Exercise objective - In the data that follows, every line containing the word "positive" should be returned.

Data extracted from a collection -
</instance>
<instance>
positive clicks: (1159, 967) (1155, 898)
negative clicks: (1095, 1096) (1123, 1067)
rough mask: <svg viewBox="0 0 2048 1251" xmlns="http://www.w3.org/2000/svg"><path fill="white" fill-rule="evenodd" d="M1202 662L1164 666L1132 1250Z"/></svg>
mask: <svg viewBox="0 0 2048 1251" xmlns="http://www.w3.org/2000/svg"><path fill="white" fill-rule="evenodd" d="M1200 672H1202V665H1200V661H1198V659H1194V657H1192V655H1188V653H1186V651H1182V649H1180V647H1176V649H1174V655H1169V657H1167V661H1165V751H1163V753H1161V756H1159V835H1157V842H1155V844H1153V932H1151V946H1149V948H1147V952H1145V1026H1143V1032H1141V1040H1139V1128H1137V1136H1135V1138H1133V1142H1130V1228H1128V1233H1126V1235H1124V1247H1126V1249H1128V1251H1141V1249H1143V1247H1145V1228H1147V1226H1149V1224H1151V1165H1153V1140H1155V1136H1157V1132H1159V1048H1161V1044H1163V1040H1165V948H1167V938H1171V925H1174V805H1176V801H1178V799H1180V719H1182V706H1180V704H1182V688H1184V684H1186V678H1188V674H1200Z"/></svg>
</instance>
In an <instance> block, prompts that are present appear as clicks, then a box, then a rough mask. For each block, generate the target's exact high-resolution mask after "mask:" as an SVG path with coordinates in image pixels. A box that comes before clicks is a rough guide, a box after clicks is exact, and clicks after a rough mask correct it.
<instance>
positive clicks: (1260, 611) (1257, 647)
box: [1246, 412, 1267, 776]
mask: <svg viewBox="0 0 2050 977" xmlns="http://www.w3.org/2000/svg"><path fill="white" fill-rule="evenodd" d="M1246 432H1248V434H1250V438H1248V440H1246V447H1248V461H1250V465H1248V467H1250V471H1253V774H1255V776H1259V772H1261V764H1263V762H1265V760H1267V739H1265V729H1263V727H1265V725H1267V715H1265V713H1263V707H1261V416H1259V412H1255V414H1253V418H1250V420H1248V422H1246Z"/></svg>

Response area -
positive clicks: (1159, 967) (1155, 898)
positive clicks: (1260, 611) (1257, 647)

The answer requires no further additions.